#### Excerpted passage:
The revolt was the largest single act of Jewish resistance during the Holocaust and remains a potent national symbol for Israel.

Oded Balilty, Associated Press
People walk along a bridge lit with a billboard showing a yellow Star of David that reads "Jude," Jew in German, resembling the one Jews were forced to wear in Nazi Germany, during the annual Holocaust Remembrance Day on Tuesday in Ramat Gan, Israel.
A third of the world’s Jews were murdered in the Holocaust. Israel was established in the aftermath in 1948, and hundreds of thousands of survivors fled to the Jewish state.
In Israel itself, activities ground to a halt for a nationwide moment of silence Tuesday in remembrance of Holocaust victims as a two-minute siren wailed across the country. Vehicles and pedestrians stopped on streets and highways as Israelis stood, heads bowed, in solemn remembrance.
The somber day is also marked by ceremonies and memorials at schools and community centers. Restaurants and cafes shutter, and TV and radio stations play Holocaust-themed programs.
Official observances started Monday evening with a ceremony at the Yad Vashem Holocaust memorial in Jerusalem as six survivors, including one of the few remaining survivors of the Warsaw Ghetto Uprising, lit torches for the memory of the 6 million killed.
Israel’s figurehead president called for national unity after months of protests against Prime Minister Benjamin Netanyahu’s planned judicial overhaul that divided the country.

#### Image outline annotation records:

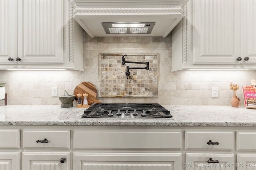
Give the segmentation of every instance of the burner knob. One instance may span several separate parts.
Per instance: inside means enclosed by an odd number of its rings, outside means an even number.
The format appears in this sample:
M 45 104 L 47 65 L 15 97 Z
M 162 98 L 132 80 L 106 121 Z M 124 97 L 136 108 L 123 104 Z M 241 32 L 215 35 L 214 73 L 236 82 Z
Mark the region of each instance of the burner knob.
M 142 111 L 142 113 L 141 113 L 141 115 L 142 116 L 146 116 L 147 115 L 147 113 L 146 113 L 146 111 L 145 110 Z
M 112 113 L 112 110 L 109 110 L 108 111 L 108 116 L 113 116 L 113 113 Z
M 126 110 L 126 111 L 124 113 L 125 115 L 130 115 L 130 113 L 128 111 L 128 110 Z
M 120 109 L 118 109 L 116 113 L 116 115 L 122 115 L 122 113 L 120 112 Z
M 133 112 L 132 114 L 134 116 L 136 116 L 138 115 L 138 113 L 137 113 L 137 111 L 136 110 L 136 109 L 134 109 L 134 111 Z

#### To be done:
Repeat word for word the stretch of the Holocaust Remembrance Day article from "Oded Balilty, Associated" through "the Jewish state.".

#### Solution for this task:
Oded Balilty, Associated Press
People walk along a bridge lit with a billboard showing a yellow Star of David that reads "Jude," Jew in German, resembling the one Jews were forced to wear in Nazi Germany, during the annual Holocaust Remembrance Day on Tuesday in Ramat Gan, Israel.
A third of the world’s Jews were murdered in the Holocaust. Israel was established in the aftermath in 1948, and hundreds of thousands of survivors fled to the Jewish state.